> [MATERIAL PROVIDED]:
........

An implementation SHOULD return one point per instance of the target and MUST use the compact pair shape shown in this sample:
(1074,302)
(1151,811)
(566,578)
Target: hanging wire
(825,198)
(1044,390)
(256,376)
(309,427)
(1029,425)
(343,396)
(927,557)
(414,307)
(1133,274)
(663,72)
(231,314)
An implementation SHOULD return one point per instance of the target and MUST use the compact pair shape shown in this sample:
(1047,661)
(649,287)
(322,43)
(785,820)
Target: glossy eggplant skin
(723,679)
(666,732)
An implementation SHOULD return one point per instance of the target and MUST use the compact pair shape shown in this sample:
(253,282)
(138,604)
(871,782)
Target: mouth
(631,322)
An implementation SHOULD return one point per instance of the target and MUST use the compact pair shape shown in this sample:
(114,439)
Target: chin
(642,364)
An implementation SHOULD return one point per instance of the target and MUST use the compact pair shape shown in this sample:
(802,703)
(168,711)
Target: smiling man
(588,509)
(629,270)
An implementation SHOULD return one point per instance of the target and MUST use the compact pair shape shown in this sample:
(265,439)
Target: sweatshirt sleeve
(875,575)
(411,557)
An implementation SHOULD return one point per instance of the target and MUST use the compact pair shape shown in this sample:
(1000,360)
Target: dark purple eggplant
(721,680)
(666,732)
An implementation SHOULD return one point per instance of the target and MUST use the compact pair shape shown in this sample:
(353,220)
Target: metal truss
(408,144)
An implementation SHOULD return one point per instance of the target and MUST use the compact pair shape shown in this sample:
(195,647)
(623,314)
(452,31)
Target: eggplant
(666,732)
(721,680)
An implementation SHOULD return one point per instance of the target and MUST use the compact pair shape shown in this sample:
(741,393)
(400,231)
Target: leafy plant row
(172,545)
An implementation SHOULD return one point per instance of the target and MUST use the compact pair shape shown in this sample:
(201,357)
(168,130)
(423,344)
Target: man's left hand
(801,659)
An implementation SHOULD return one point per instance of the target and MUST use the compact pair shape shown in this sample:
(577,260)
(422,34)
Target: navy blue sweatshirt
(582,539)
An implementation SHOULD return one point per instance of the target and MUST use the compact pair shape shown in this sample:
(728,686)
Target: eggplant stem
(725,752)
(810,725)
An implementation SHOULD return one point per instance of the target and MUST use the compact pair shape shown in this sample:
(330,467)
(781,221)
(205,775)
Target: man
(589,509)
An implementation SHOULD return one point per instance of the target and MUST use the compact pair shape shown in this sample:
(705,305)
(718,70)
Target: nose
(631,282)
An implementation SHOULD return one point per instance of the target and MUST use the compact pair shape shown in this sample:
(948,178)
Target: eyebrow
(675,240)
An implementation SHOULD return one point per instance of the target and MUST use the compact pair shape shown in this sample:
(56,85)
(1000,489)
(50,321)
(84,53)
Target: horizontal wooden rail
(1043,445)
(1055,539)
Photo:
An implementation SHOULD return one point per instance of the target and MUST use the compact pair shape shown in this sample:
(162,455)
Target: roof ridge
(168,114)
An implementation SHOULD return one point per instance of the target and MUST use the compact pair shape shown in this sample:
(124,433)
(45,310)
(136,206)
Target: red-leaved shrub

........

> [YOUR INSTRUCTIONS]:
Retype the material word for word. Add nothing to it.

> [SOLUTION TO THIS TASK]:
An implementation SHOULD return one point per instance of the target and MUST use the compact pair shape shown in this sample:
(1074,302)
(1151,811)
(566,578)
Target: hanging wire
(825,198)
(1044,390)
(256,376)
(309,427)
(1029,425)
(343,396)
(927,557)
(414,307)
(1133,274)
(663,72)
(231,314)
An implementation SHOULD return one point per instance of the target and MUST use the compact pair shape shown in this sample:
(1047,661)
(649,287)
(322,43)
(785,820)
Target: glossy eggplant skin
(723,679)
(666,732)
An implementation SHOULD return one point per instance of the target and MUST use the compact pair shape shown in this sample:
(253,282)
(138,604)
(871,782)
Target: mouth
(631,322)
An implementation SHOULD return one point per instance of the target and MUST use the compact pair shape shown in this sample:
(114,439)
Target: chin
(642,364)
An implementation SHOULD return one point per instance of the target and MUST use the compact pair shape shown in this sample:
(802,703)
(168,711)
Target: smiling man
(588,509)
(629,270)
An implementation SHOULD return one point per instance of the target and MUST use the compact pair shape shown in this sample:
(265,439)
Target: sweatshirt sleeve
(875,575)
(411,557)
An implementation SHOULD return one point per instance of the target and MUST use the compact pair shape shown in this sample:
(1000,360)
Target: dark purple eggplant
(721,680)
(666,732)
An implementation SHOULD return one point per instance of the target and MUST use the compact pair shape shown in this sample:
(353,220)
Target: metal truss
(408,144)
An implementation SHOULD return one point per instance of the target and MUST use the compact pair shape shown in this sample:
(195,647)
(623,314)
(452,31)
Target: eggplant
(666,732)
(721,680)
An implementation SHOULD return one point per instance of the target and MUST use the compact pair shape shown in this sample:
(741,393)
(400,231)
Target: leafy plant row
(172,545)
An implementation SHOULD return one point per instance of the target and MUST use the compact pair shape shown in this sample:
(201,357)
(168,130)
(423,344)
Target: man's left hand
(801,659)
An implementation SHOULD return one point per instance of the target and MUST use the compact pair shape shown in this sample:
(577,260)
(422,34)
Target: navy blue sweatshirt
(582,539)
An implementation SHOULD return one point per instance of the target and MUST use the compact pair shape shown in this sample:
(728,686)
Target: eggplant stem
(725,752)
(810,725)
An implementation SHOULD return one point per instance of the target and MUST use the compact pair shape shown in this sample:
(330,467)
(781,221)
(205,775)
Target: man
(589,509)
An implementation SHOULD return one point per instance of the target and MUST use the compact pair shape shown in this sample:
(705,305)
(718,70)
Target: nose
(631,282)
An implementation SHOULD return one point per instance of the target and MUST use the compact pair shape shown in this sample:
(948,178)
Target: eyebrow
(675,240)
An implementation SHOULD return one point per instance of the target and MUST use the compact pair shape shown in this sample:
(56,85)
(1000,489)
(50,321)
(84,53)
Target: horizontal wooden rail
(1043,445)
(1055,539)
Photo:
An implementation SHOULD return one point per instance of the target and MUST use the compact pair shape shown in this sample:
(162,455)
Target: roof ridge
(168,114)
An implementation SHOULD return one point per instance of the target and MUST use the compact pair shape shown in this sample:
(124,433)
(45,310)
(136,206)
Target: red-leaved shrub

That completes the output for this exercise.